* [OBJETIVO A]:
En las entradas, renombra "white wall" como "light gray wall" en el tramo que va desde la línea que contiene "man in knit" hasta la que contiene "[0,0,273,635]". Devuelve solo esas líneas, con todo lo demás igual.

* [TEXTO DEL DOCUMENTO]:

= = = =

Si los condenados son musulmanes, adicionalmente pueden ser condenados a flagelación (en el caso de solteros) o, si están casados, su comportamiento "inmoral" puede llevarlos a la pena de muerte. También hay condenas de hasta tres años para aquellos que inciten a otro hombre a cometer actos de "sodomía o inmoralidad".
Además, la situación de la mujer en el país resulta denigrante. Las cataríes están ligadas a un hombre de referencia (un hermano o su padre, si están solteras; su marido, si están casadas) y necesitan la aprobación de ellos para numerosas decisiones vitales.
Deben obedecer a su marido, y no pueden negarse a tener relaciones sexuales con él sin una razón "legítima". Los hombres tienen derecho unilateral al divorcio. Las mujeres, sólo en algunos casos pueden solicitarlo a un tribunal. Su poder sobre sus hijos es inferior al de los hombres. Si se demuestra que una mujer ha tenido relaciones sexuales fuera del matrimonio, puede ser condenada a recibir un número determinado de latigazos.

= = = =

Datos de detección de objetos
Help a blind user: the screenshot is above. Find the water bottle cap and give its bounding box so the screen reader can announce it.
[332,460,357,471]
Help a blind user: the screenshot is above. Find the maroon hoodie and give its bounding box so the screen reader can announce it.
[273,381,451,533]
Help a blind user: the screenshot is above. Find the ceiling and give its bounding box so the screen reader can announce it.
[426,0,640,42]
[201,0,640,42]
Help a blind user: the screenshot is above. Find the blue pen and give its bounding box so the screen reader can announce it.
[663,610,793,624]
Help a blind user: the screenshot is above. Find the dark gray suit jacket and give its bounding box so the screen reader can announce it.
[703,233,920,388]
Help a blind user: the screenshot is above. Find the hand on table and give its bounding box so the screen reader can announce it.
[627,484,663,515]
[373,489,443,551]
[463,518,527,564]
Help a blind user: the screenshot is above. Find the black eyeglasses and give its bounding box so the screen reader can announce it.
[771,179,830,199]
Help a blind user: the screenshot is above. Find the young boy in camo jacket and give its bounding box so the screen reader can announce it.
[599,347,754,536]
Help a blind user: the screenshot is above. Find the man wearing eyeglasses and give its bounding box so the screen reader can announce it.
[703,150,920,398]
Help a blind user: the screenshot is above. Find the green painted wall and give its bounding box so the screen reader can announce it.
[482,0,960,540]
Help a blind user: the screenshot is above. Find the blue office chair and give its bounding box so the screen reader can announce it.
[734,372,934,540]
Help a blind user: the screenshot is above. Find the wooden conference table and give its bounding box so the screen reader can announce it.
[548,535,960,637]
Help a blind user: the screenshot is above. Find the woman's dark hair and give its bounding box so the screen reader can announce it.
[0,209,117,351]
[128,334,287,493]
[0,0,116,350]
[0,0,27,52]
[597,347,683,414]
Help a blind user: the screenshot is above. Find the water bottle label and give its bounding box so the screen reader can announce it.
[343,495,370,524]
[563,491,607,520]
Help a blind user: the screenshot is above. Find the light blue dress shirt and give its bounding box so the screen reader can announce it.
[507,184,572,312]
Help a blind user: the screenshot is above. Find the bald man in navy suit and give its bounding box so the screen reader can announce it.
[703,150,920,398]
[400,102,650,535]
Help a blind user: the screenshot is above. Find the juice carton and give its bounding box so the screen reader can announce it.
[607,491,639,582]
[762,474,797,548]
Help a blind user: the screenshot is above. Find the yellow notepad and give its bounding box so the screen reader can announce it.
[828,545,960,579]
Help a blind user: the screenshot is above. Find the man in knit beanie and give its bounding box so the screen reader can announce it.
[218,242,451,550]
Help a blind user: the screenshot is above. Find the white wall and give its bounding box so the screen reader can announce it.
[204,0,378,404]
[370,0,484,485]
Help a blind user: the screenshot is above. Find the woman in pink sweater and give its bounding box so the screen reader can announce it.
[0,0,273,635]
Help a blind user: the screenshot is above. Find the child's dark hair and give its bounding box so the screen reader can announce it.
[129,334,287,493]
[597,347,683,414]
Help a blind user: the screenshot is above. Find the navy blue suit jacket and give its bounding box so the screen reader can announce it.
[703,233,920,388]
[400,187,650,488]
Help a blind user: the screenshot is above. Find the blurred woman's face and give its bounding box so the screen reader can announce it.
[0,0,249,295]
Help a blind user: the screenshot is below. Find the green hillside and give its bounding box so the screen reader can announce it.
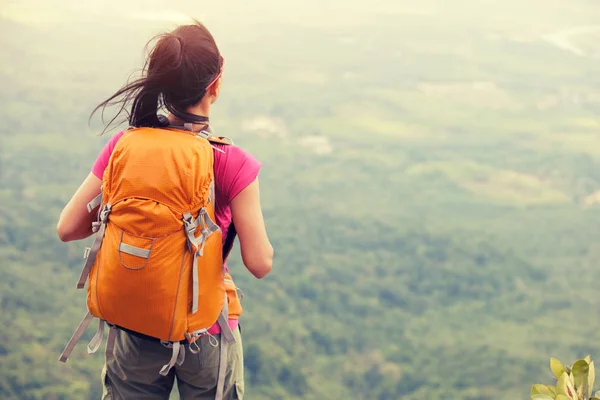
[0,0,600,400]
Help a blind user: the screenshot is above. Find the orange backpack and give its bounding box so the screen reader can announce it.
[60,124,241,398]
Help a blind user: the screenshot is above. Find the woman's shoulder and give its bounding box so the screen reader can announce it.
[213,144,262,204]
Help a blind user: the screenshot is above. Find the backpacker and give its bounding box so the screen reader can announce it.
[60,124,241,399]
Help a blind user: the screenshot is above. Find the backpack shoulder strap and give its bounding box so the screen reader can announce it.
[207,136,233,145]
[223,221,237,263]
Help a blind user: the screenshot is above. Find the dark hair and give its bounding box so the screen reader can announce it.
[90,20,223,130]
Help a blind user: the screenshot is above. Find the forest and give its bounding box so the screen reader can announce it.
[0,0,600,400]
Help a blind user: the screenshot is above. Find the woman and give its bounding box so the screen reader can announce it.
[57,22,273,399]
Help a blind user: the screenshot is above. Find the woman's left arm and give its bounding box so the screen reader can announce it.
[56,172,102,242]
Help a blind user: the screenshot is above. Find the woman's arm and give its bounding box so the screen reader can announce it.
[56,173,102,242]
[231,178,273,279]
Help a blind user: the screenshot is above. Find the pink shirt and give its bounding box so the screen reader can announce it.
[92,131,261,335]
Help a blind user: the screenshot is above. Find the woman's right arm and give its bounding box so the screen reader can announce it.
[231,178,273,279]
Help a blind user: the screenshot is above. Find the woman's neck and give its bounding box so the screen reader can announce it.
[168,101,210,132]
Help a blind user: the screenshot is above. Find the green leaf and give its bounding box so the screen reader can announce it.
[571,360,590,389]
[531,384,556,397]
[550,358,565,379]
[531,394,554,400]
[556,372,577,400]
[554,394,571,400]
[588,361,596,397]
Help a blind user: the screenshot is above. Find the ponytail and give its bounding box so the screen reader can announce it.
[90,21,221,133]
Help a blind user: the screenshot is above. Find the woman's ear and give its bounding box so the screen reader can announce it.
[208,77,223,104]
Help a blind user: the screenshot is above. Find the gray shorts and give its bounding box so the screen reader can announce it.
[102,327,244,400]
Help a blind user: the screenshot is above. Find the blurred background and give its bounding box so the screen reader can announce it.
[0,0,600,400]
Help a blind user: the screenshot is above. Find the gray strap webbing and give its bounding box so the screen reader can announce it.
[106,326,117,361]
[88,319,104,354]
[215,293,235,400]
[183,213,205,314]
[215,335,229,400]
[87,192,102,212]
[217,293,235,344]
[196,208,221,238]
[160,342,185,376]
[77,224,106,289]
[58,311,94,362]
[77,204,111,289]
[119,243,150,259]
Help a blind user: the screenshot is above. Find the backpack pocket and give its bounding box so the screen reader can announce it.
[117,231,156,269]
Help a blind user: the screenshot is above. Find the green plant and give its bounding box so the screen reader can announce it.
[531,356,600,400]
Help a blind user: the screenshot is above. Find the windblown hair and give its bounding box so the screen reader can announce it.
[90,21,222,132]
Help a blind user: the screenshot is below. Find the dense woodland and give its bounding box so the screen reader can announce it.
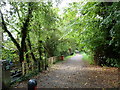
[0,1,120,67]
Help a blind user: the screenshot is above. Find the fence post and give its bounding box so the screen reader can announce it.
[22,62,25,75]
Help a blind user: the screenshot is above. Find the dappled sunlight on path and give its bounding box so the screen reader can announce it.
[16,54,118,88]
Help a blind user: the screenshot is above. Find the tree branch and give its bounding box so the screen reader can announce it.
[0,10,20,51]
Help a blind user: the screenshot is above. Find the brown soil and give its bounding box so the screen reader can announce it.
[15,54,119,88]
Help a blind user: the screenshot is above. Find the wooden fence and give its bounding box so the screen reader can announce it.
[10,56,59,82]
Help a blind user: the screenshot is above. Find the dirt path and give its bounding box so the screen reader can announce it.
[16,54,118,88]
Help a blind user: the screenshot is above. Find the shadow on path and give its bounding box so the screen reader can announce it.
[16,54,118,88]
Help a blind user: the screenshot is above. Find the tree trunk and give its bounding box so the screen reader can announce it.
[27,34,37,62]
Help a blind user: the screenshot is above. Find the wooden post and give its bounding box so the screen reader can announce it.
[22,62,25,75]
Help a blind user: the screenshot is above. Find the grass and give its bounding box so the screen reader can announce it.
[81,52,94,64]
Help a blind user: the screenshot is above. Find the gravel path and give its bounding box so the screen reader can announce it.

= = = =

* [OBJETIVO B]:
Vuelve a escribir sin ningún cambio el tramo del texto del documento que va desde "Además, la situación" hasta "determinado de latigazos.".

* [SOLUCIÓN A]:
Help a blind user: the screenshot is above. Find the man in knit beanie and give its bounding box so the screen reader can announce it.
[218,242,451,550]
Help a blind user: the screenshot is above. Find the light gray wall and give its bounding box so the screen reader can announce it.
[204,0,378,404]
[370,0,484,485]
Help a blind user: the screenshot is above. Find the woman in pink sweater and give its bounding box so the screen reader can announce it.
[0,0,273,635]

* [SOLUCIÓN B]:
Además, la situación de la mujer en el país resulta denigrante. Las cataríes están ligadas a un hombre de referencia (un hermano o su padre, si están solteras; su marido, si están casadas) y necesitan la aprobación de ellos para numerosas decisiones vitales.
Deben obedecer a su marido, y no pueden negarse a tener relaciones sexuales con él sin una razón "legítima". Los hombres tienen derecho unilateral al divorcio. Las mujeres, sólo en algunos casos pueden solicitarlo a un tribunal. Su poder sobre sus hijos es inferior al de los hombres. Si se demuestra que una mujer ha tenido relaciones sexuales fuera del matrimonio, puede ser condenada a recibir un número determinado de latigazos.